• DIRECTIONS FOR THIS TASK:
Give back the line that contains "Check that each instance of the treeline carries" and every following line, exactly as they appear, through the end of the data.

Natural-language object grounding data
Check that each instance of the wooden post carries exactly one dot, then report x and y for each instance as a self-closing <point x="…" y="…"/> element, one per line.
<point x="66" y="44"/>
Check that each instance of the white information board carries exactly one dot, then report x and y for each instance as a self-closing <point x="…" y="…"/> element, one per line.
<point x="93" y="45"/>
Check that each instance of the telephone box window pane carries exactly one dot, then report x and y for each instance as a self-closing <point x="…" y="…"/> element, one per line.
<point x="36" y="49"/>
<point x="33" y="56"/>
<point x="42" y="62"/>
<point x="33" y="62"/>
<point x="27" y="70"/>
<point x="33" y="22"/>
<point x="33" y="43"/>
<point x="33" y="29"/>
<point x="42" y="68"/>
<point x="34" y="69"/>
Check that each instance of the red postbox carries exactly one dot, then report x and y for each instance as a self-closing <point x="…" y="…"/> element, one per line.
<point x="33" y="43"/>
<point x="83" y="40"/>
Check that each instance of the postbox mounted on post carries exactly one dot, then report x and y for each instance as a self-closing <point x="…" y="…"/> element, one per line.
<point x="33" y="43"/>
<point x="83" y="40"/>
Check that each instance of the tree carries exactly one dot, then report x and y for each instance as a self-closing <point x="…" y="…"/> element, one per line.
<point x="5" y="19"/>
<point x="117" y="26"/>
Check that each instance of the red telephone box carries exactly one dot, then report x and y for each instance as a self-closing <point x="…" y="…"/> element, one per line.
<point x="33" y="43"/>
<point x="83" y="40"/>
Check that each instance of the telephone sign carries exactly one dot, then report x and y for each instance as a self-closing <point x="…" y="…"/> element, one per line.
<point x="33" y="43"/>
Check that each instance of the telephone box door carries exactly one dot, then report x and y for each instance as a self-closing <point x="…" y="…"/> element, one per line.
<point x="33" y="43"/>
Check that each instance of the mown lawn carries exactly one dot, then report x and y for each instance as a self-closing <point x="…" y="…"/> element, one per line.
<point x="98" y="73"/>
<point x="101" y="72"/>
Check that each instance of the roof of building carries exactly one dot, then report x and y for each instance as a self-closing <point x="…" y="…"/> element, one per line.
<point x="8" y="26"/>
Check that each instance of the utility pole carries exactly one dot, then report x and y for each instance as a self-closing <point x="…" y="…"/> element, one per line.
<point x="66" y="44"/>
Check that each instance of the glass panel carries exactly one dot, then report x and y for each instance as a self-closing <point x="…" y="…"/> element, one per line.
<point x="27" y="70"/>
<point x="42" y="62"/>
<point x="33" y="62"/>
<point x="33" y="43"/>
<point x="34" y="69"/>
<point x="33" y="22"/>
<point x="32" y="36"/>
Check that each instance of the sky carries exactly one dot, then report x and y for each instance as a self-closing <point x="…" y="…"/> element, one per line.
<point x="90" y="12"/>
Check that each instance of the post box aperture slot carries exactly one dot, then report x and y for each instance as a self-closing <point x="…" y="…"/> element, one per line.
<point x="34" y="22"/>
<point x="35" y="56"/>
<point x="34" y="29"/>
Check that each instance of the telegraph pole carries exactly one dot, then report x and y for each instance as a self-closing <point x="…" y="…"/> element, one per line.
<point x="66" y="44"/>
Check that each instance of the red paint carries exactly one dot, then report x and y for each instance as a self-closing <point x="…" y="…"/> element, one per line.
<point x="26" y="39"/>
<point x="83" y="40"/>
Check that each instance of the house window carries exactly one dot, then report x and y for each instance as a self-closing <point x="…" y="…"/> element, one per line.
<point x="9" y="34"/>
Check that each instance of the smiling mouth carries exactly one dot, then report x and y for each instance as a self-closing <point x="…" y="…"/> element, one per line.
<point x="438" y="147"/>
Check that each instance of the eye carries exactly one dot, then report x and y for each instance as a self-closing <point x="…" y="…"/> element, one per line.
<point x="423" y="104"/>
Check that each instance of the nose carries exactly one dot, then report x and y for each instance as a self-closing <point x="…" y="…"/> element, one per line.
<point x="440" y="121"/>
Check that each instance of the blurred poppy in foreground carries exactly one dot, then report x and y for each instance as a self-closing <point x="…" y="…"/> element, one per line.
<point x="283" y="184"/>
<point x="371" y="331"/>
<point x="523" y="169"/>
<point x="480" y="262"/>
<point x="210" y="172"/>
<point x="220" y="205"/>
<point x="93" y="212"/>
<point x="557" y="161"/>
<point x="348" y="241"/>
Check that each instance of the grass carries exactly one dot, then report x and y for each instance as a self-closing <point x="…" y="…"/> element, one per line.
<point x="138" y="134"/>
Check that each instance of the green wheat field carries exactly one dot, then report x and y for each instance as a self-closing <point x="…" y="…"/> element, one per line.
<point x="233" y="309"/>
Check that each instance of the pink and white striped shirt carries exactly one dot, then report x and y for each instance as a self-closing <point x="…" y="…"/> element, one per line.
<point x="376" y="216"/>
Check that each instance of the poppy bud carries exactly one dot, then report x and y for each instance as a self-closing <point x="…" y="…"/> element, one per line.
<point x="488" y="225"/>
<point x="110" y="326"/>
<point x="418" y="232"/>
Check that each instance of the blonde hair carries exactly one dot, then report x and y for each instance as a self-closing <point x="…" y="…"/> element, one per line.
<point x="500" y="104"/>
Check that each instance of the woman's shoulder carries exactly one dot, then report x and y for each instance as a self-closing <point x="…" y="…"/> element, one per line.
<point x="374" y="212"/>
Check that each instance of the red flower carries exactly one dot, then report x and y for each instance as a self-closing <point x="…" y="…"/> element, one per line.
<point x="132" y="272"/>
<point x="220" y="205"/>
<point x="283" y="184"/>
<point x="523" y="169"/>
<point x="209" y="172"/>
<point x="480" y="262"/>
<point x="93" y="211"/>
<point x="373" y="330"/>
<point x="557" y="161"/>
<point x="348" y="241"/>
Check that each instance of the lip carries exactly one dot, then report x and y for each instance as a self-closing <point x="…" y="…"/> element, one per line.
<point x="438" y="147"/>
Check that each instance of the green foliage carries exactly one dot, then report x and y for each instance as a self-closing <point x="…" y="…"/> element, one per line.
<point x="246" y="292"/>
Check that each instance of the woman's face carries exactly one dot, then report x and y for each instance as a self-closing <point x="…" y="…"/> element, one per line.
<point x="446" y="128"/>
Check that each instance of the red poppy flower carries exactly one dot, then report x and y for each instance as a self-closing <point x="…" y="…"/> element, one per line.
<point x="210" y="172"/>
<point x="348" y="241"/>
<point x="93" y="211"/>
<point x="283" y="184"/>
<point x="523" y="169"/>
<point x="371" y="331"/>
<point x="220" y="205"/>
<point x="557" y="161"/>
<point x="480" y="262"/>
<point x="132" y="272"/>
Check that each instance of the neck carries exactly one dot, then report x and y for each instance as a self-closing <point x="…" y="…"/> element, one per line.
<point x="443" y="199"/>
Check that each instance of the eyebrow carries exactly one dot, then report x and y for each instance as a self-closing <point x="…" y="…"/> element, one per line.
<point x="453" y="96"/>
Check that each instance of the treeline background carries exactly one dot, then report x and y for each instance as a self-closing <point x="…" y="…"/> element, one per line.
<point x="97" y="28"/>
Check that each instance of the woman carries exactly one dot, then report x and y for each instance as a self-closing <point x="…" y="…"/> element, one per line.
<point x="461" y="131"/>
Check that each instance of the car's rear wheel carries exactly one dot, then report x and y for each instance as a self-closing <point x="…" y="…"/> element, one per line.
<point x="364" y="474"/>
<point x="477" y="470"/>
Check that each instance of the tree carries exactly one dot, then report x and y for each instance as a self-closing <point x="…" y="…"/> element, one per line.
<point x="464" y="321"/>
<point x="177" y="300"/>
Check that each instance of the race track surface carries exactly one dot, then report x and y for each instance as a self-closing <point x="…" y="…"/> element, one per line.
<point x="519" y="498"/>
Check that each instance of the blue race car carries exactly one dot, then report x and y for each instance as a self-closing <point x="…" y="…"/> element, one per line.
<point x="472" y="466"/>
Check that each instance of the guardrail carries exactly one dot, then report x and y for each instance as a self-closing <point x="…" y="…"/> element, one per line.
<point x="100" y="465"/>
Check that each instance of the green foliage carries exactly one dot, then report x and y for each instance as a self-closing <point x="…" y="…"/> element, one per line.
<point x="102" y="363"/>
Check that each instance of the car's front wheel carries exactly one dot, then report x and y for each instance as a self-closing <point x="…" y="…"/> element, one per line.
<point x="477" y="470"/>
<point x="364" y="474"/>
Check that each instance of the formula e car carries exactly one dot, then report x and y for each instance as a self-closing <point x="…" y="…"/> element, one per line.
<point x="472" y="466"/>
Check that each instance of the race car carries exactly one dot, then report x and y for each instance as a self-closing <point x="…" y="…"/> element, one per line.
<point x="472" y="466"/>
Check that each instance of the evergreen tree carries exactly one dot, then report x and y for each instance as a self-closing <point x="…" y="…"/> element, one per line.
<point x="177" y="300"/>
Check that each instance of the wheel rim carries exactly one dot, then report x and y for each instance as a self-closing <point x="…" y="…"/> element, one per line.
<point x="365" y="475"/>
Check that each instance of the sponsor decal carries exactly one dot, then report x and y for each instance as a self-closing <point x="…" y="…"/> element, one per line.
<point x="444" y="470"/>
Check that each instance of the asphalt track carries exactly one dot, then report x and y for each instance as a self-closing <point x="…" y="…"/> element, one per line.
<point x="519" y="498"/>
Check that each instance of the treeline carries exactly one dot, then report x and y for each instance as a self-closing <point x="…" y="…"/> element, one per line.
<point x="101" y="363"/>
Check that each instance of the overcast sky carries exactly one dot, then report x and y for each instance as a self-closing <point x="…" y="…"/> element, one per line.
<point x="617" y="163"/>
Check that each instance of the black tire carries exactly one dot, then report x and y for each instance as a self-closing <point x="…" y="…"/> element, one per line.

• OUTPUT:
Check that each instance of the treeline carries exactly one dot, then report x and y for each instance as a self-closing <point x="…" y="…"/> element, one per line.
<point x="101" y="363"/>
Check that each instance of the overcast sky carries exactly one dot, then report x and y for each instance as a self-closing <point x="…" y="…"/> element, one per line.
<point x="617" y="163"/>
Check that each instance of the black tire carries exactly one dot, then report x and y for each instance as a self-closing <point x="…" y="…"/> element, one per line.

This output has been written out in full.